Thursday, January 1, 2009

Obama's Hat Trick





The fashion-conscious Obamas are at it again. This time the closet cigarette smoker and president-elect figured he’d make a fashion statement by turning his baseball cap around Brooklyn style circa 1989. Doesn’t this guy have anybody giving him fashion advice? The style is already so passé that he is bound to be the subject of ridicule the world around. That this should occur at a time when Barry says he wants to increase American prestige in world capitals only adds to a sense of fashion hopelessness for the arrivistes. But why doesn’t the slavish Obama media get it? Could it be that the Big Three Networks, CNN and MSNBC are themselves so heavily nerd-infested that they hungrily cling to yesterday’s moldy sense of cool while the rest of the world is largely embarrassed at the spectacle?

[Referring expression pointing data]
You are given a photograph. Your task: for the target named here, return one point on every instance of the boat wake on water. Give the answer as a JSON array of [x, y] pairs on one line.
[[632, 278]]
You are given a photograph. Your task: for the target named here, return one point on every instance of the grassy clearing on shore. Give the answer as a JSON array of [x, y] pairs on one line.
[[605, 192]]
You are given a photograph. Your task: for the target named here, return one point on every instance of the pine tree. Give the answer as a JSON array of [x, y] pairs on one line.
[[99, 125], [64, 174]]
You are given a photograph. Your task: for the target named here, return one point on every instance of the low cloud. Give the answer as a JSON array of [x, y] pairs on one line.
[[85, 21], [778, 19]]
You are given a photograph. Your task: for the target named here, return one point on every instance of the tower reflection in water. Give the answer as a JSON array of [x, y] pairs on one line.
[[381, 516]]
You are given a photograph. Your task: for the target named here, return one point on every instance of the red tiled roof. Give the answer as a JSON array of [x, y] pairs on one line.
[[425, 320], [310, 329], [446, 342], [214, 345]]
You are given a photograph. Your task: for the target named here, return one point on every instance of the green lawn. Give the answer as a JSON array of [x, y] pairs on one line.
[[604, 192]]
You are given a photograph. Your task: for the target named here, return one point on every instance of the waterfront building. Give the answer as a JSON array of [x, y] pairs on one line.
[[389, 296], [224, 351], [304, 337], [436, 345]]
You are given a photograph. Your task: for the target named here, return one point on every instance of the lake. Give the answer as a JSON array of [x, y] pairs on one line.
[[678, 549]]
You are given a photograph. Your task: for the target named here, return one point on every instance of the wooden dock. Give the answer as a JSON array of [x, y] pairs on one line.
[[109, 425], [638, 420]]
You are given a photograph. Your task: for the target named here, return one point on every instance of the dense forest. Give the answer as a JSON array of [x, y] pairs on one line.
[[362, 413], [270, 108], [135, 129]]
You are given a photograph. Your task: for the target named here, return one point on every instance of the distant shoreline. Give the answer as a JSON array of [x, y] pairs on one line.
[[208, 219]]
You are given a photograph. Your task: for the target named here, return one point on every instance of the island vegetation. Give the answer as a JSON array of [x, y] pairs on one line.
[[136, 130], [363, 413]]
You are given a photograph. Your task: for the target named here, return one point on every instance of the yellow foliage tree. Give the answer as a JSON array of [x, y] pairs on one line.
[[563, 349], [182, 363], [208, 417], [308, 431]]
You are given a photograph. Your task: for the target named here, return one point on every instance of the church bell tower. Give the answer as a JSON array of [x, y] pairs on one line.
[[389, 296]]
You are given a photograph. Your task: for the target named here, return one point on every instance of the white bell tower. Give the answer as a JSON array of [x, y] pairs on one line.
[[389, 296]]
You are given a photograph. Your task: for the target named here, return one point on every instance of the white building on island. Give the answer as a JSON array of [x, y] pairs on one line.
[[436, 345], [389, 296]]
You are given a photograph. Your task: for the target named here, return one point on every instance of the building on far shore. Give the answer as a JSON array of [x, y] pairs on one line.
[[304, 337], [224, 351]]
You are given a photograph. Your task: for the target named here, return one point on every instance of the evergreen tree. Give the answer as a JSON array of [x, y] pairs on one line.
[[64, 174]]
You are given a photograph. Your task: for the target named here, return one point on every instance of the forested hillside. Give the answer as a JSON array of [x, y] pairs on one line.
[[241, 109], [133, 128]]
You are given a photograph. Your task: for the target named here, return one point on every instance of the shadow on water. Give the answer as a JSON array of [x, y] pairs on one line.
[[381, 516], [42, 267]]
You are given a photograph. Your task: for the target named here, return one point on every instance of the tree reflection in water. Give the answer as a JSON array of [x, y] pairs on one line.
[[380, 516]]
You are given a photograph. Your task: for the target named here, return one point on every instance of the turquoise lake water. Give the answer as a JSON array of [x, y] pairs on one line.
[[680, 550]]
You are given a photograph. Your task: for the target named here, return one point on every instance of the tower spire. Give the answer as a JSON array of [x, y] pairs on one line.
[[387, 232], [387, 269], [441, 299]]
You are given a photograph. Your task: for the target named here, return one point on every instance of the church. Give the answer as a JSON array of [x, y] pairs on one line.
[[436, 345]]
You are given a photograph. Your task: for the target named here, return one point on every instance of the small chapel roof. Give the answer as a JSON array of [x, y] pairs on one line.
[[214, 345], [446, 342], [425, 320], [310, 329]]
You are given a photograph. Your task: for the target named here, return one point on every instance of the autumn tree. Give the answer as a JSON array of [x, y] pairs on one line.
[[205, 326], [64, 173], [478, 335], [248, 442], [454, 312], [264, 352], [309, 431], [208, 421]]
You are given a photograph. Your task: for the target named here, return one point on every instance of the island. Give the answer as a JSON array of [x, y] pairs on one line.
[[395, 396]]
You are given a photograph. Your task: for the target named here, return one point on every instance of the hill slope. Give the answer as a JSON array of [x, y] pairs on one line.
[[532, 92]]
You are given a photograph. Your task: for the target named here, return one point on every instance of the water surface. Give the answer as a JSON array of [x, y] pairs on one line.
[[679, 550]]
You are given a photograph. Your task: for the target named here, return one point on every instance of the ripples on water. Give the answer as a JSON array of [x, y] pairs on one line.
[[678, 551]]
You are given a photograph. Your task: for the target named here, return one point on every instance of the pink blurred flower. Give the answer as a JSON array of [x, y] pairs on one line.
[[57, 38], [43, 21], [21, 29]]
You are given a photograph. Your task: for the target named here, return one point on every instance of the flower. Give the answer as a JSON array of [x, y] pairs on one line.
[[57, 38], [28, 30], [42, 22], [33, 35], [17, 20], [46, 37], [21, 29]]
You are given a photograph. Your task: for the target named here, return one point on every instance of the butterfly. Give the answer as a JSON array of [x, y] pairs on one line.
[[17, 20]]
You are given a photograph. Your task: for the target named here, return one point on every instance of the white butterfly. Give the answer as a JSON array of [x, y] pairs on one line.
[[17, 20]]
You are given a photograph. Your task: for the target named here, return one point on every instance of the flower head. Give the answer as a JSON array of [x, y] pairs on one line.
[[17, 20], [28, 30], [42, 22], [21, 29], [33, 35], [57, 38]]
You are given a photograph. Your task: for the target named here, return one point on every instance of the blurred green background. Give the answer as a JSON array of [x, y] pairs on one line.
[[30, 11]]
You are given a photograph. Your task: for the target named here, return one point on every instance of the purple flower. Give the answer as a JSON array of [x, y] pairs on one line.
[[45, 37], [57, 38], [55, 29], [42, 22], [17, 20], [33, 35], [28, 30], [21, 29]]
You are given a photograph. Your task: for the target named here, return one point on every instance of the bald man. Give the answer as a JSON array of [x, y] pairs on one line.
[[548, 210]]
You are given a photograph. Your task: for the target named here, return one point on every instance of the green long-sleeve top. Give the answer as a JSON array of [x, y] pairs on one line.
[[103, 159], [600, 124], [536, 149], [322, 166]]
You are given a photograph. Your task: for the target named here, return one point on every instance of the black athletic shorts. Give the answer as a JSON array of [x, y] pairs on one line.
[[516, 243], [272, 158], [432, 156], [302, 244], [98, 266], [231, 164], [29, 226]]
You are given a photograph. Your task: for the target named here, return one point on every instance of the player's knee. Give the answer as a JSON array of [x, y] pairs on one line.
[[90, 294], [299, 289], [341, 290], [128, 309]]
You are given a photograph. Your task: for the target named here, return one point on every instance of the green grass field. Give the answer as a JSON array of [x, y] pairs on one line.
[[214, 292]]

◆ WORK TO COMPLETE
**A)** From the blog post about Obama's hat, extract everything from "The fashion-conscious Obamas" down to "at the spectacle?".
**B)** List every news organization the blog post about Obama's hat names.
**C)** Continue the blog post about Obama's hat from where it stops.

◆ TASK-BY-TASK ANSWERS
**A)**
The fashion-conscious Obamas are at it again. This time the closet cigarette smoker and president-elect figured he’d make a fashion statement by turning his baseball cap around Brooklyn style circa 1989. Doesn’t this guy have anybody giving him fashion advice? The style is already so passé that he is bound to be the subject of ridicule the world around. That this should occur at a time when Barry says he wants to increase American prestige in world capitals only adds to a sense of fashion hopelessness for the arrivistes. But why doesn’t the slavish Obama media get it? Could it be that the Big Three Networks, CNN and MSNBC are themselves so heavily nerd-infested that they hungrily cling to yesterday’s moldy sense of cool while the rest of the world is largely embarrassed at the spectacle?

**B)** the Big Three Networks, CNN, MSNBC

**C)**
Don’t get me wrong, I love nerds and like everyone else I probably have some nerd DNA mixed in with my other. What I don’t love is nerds who pretend to be anything but. Now what caused Obama to do this? Was it those lame and very nice pictures taken of him bicycling in Chicago on a fat-tire bike with his pants hiked up to his Isod polo shirt ala Steve Erkel? Certainly, there was no shame in that, for those were the photos of an honest man being himself. Truth to tell, Obama looked very much at home in that milieu, rolling slowly past the house he purchased alongside the home of Antoin Rezko, his head cautiously encased in a bicycle helmet lest Americans should worry he would be beating it down the hill on a dirt path like that maniacal George W. Bush who crashed over the top of his handlebars. The bicycle photo may have made Obama a bit news-shy, perhaps, but it was no worse than those photos of John Kerry windsurfing or former Governor Michael Dukakis climbing into the turret of a Sherman tank and trying to look like John Wayne.

Obama, please. Give us a little more substance and a bit less outré style. You’re forty-seven years old now, no longer a boy wonder. America doesn’t need a window or a mirror into yesteryear; it needs a president of sufficient substance to manage two wars, an imperiled economy, and a host of foreign policy challenges.